Exercise:
Write out every line of the rows below as a numbered list, leaving out any blank lines.

Excerpted data:
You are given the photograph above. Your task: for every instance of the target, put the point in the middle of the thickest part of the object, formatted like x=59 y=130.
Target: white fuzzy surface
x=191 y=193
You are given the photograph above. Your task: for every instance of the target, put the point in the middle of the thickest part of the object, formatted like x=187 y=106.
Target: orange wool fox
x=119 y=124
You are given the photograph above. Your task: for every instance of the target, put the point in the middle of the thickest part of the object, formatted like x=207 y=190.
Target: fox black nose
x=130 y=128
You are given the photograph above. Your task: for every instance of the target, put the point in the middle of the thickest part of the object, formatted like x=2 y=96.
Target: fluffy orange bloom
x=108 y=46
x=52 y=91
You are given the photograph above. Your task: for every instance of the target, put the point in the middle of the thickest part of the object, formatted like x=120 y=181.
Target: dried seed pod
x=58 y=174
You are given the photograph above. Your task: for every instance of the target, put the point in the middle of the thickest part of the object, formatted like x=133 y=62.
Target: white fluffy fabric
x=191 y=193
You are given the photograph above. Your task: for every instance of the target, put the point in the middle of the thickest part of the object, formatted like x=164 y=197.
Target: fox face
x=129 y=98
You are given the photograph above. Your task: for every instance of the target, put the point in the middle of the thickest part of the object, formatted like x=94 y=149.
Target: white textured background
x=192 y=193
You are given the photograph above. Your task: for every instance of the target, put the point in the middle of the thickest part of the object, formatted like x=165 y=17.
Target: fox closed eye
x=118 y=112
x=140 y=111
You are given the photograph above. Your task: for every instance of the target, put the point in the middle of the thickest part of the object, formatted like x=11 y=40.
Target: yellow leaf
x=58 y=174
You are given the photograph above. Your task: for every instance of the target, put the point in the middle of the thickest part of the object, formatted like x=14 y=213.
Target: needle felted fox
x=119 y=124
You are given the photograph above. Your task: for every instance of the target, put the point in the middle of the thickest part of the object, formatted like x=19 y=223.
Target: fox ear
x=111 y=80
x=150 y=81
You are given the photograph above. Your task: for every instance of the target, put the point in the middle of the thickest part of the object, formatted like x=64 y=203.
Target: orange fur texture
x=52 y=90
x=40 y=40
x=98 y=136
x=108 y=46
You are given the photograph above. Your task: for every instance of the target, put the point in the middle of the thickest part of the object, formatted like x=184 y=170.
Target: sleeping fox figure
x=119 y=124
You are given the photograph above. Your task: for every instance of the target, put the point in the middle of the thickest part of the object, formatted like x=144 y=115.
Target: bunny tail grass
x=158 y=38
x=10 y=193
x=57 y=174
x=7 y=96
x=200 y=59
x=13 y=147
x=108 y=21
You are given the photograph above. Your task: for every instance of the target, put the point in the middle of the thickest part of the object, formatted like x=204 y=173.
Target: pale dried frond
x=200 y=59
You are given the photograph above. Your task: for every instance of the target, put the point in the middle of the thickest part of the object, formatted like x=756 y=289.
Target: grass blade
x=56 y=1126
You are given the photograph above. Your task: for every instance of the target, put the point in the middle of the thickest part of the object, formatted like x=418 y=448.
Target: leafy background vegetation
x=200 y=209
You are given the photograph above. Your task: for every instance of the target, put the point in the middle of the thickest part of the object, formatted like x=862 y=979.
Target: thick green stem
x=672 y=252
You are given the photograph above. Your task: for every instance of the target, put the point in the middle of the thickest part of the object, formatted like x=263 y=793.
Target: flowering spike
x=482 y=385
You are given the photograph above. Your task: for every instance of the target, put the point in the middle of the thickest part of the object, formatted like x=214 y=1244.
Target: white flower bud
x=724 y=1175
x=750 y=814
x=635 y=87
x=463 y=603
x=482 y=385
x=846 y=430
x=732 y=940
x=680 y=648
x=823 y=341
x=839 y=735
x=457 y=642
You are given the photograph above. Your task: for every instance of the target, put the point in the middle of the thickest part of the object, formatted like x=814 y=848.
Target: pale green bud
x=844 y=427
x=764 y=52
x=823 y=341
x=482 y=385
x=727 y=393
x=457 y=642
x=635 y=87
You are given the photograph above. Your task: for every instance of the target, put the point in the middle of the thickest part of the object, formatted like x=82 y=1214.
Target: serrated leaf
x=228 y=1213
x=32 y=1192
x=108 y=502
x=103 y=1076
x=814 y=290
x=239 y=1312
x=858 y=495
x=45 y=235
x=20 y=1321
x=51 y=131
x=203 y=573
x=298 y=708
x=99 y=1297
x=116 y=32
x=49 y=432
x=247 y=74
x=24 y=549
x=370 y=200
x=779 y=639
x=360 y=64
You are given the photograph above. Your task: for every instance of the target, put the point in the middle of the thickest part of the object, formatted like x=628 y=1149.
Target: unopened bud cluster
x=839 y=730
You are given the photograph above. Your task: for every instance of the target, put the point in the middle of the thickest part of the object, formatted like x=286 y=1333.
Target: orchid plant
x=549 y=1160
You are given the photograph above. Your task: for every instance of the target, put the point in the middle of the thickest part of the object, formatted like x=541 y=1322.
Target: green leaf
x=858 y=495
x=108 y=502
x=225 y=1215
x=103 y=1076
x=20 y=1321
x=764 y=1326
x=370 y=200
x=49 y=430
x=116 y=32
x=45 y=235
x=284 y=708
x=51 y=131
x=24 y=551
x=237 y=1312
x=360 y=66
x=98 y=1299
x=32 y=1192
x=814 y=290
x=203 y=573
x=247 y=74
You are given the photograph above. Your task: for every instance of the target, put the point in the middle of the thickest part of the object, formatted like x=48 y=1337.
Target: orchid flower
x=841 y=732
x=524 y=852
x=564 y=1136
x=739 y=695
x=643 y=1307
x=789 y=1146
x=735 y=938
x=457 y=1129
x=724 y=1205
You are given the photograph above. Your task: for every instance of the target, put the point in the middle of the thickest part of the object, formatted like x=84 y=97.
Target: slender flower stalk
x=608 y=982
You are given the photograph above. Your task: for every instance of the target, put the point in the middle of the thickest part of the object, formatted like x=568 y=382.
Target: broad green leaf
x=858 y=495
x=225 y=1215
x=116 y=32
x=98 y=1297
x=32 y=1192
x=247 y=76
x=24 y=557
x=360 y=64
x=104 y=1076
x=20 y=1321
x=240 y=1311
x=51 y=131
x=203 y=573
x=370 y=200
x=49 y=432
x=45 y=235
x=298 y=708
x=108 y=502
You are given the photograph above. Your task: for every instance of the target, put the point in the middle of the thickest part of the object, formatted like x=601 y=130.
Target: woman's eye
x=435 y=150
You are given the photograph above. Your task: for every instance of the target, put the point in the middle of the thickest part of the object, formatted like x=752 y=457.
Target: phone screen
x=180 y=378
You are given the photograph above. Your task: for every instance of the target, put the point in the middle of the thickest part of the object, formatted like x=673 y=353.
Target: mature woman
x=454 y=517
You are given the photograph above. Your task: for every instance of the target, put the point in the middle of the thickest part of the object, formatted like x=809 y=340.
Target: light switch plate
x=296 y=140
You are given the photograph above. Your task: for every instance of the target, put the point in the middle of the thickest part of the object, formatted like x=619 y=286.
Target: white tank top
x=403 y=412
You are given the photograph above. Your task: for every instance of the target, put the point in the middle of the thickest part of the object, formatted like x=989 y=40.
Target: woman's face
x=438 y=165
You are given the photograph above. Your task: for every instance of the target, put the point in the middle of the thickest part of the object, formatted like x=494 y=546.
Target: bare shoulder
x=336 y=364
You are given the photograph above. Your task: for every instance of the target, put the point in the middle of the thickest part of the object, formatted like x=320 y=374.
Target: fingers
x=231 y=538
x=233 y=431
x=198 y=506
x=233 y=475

Task output:
1. You are given the photograph above. Your task: for every instance of the target, put the point in the middle of the thickest part of the object, formatted like x=59 y=130.
2. Target: white fuzzy surface
3. x=191 y=193
4. You are given the photograph above. Your task: for every instance of the target, put the point in the middle of the thickest part of the object, formatted like x=187 y=106.
5. Target: orange wool fox
6. x=119 y=124
7. You are given the photograph above. Your task: for every instance of the target, put the point in the middle of the thickest part of the object, formatted like x=207 y=190.
8. Target: fox black nose
9. x=130 y=128
10. You are given the photograph above. Your task: for every instance of the target, put the point in the middle of the thickest part of the object, formatted like x=2 y=96.
11. Target: fluffy orange bloom
12. x=108 y=46
13. x=52 y=91
14. You are given the photograph above. Your task: for every instance of the target, put the point in the middle of the thickest part of the object, formatted like x=120 y=181.
15. Target: dried seed pod
16. x=58 y=174
17. You are given the photograph above. Your task: for every instance of the target, put the point in the middle of the thickest part of the object, formatted like x=133 y=62.
18. Target: white fluffy fabric
19. x=191 y=193
20. You are given the photograph above. Your task: for every instance of the target, put the point in the middle of the thickest part of the object, formatted like x=164 y=197.
21. Target: fox face
22. x=129 y=98
23. You are given the photograph above. Your task: for every instance of the target, put the point in the middle of the thickest part of the object, formatted like x=94 y=149.
24. Target: white textured background
25. x=192 y=193
26. You are given the photograph above. Your task: for every instance of the target, put the point in the middle of the thickest part of the object, formatted like x=165 y=17.
27. Target: fox closed eye
28. x=118 y=112
29. x=140 y=111
30. You are given the photograph above. Your task: for every instance of the target, put the point in the middle of the thickest part of the object, formatted like x=11 y=40.
31. Target: yellow leaf
32. x=58 y=174
33. You are given the photograph above. Your task: for every instance of the target, put the point in the middle of the thickest part of the object, formatted like x=14 y=213.
34. Target: needle felted fox
35. x=119 y=124
36. You are given the photograph above. Your task: for every instance of the target, put the point in the middle of the thickest part of the object, formatted like x=19 y=223.
37. Target: fox ear
38. x=111 y=80
39. x=150 y=81
40. You are given the photograph above. Your task: for every instance of the target, put the point in the middle of the thickest part of the object, formatted like x=64 y=203.
41. Target: orange fur texture
42. x=52 y=90
43. x=40 y=40
44. x=98 y=136
45. x=108 y=46
46. You are given the photograph above. Your task: for every instance of the target, put the point in the middle of the thickest part of the object, formatted like x=184 y=170.
47. Target: sleeping fox figure
48. x=119 y=124
49. You are given the photograph above. Your task: for every instance of the target, put the point in the middle of the thickest part of the object, formatted like x=144 y=115.
50. Target: bunny tail grass
51. x=158 y=38
52. x=10 y=193
53. x=57 y=174
54. x=7 y=96
55. x=200 y=59
56. x=13 y=147
57. x=108 y=21
58. You are given the photograph above. Your task: for every instance of the target, put the point in the middle of the thickest part of the object, formatted like x=204 y=173.
59. Target: pale dried frond
60. x=200 y=59
61. You are given the photograph above. Your task: for every instance of the target, put the point in the middle of the thickest part of the object, formatted like x=756 y=289.
62. Target: grass blade
63. x=56 y=1126
64. You are given the photograph above. Your task: for every instance of the target, put the point in the middle of the thickest part of the object, formatted like x=418 y=448.
65. Target: leafy background vegetation
66. x=200 y=209
67. You are given the photograph above. Your task: for every instance of the target, put the point in the middle of the thickest part of the object, formatted like x=862 y=979.
68. Target: thick green stem
69. x=672 y=252
70. You are given the photograph above. Your task: for every instance of the target, put the point in the middle of the thickest part of the object, formatted like x=263 y=793.
71. Target: flowering spike
72. x=482 y=385
73. You are given the photograph above. Your task: for every instance of the target, put the point in the middle of the thickest part of the object, formatted like x=214 y=1244.
74. Target: white flower bud
75. x=724 y=1175
76. x=750 y=814
77. x=635 y=87
78. x=463 y=603
79. x=482 y=385
80. x=846 y=430
81. x=732 y=940
82. x=680 y=648
83. x=823 y=341
84. x=839 y=735
85. x=457 y=642
86. You are given the photograph above. Your task: for every instance of the target, put the point in the middle of the thickest part of the object, formatted like x=814 y=848.
87. Target: pale green bud
88. x=844 y=427
89. x=764 y=52
90. x=823 y=341
91. x=482 y=385
92. x=727 y=393
93. x=457 y=642
94. x=635 y=87
95. You are given the photograph above. Your task: for every instance of the target, put the point in the middle of the thickest part of the object, formatted like x=82 y=1214.
96. Target: serrated leaf
97. x=228 y=1213
98. x=32 y=1192
99. x=108 y=502
100. x=103 y=1076
101. x=814 y=290
102. x=239 y=1312
103. x=858 y=495
104. x=45 y=235
105. x=20 y=1321
106. x=51 y=131
107. x=203 y=573
108. x=298 y=708
109. x=99 y=1297
110. x=116 y=32
111. x=49 y=432
112. x=247 y=74
113. x=24 y=549
114. x=370 y=200
115. x=779 y=639
116. x=360 y=64
117. You are given the photograph above. Your task: for every instance of the target, put the point in the middle of the thickest part of the object, formatted like x=628 y=1149.
118. Target: unopened bud cluster
119. x=839 y=730
120. You are given the photograph above. Your task: for every instance of the target, put the point in the middle of the thickest part of the object, formatted like x=286 y=1333.
121. Target: orchid plant
122. x=549 y=1160
123. You are given the photograph above. Your task: for every instance of the target, put the point in the middle of the thickest part of the object, formatted like x=541 y=1322.
124. Target: green leaf
125. x=858 y=495
126. x=108 y=502
127. x=225 y=1215
128. x=103 y=1076
129. x=20 y=1321
130. x=764 y=1326
131. x=370 y=200
132. x=49 y=430
133. x=116 y=32
134. x=45 y=235
135. x=284 y=708
136. x=51 y=131
137. x=24 y=551
138. x=237 y=1312
139. x=360 y=66
140. x=98 y=1299
141. x=32 y=1192
142. x=814 y=290
143. x=203 y=573
144. x=247 y=74
145. You are given the photograph above. Your task: for every instance of the target, put the point in the middle of the thickest part of the object, formatted like x=48 y=1337.
146. Target: orchid flower
147. x=841 y=732
148. x=524 y=852
149. x=564 y=1136
150. x=739 y=695
151. x=643 y=1307
152. x=789 y=1146
153. x=735 y=938
154. x=457 y=1129
155. x=724 y=1205
156. You are given the photograph above. Your task: for every instance of the target, put the point in the middle of the thickest part of the object, formatted like x=84 y=97.
157. Target: slender flower stalk
158. x=608 y=982
159. You are given the photograph above. Your task: for every instance of the target, put the point in the middle of the thickest part of the object, formatted like x=568 y=382.
160. Target: broad green leaf
161. x=858 y=495
162. x=225 y=1215
163. x=116 y=32
164. x=98 y=1297
165. x=32 y=1192
166. x=247 y=76
167. x=24 y=557
168. x=360 y=64
169. x=104 y=1076
170. x=20 y=1321
171. x=240 y=1311
172. x=51 y=131
173. x=203 y=573
174. x=370 y=200
175. x=49 y=432
176. x=45 y=235
177. x=298 y=708
178. x=108 y=502
179. You are given the photograph above. Your task: for every instance of the target, put the point in the middle of the thickest part of the object, formatted like x=601 y=130.
180. Target: woman's eye
181. x=435 y=150
182. You are given the photograph above. Your task: for every instance of the target, put the point in the middle of the thickest part of the object, formatted like x=752 y=457.
183. Target: phone screen
184. x=180 y=378
185. You are given the photograph above. Your task: for every instance of the target, put the point in the middle of the thickest part of the object, formatted like x=673 y=353.
186. Target: mature woman
187. x=454 y=517
188. You are given the photograph above. Your task: for every instance of the target, put the point in the middle of the thickest part of the object, formatted like x=809 y=340.
189. Target: light switch plate
190. x=296 y=140
191. You are given the photograph above. Your task: for every instance of the target, put the point in the middle of the thickest part of the object, formatted like x=619 y=286.
192. Target: white tank top
193. x=403 y=412
194. You are given the photograph above. Your task: for every instance of the target, put the point in the middle of the thickest part of the object, formatted like x=989 y=40.
195. Target: woman's face
196. x=438 y=165
197. You are given the photograph above. Your task: for every instance of the target, put the point in the middle of the thickest part of the object, formatted like x=494 y=546.
198. Target: bare shoulder
199. x=336 y=364
200. You are given the photograph above. Your task: for every instance of the target, put the point in the middle of the thickest part of the object, formatted like x=320 y=374.
201. Target: fingers
202. x=231 y=538
203. x=233 y=431
204. x=198 y=506
205. x=233 y=475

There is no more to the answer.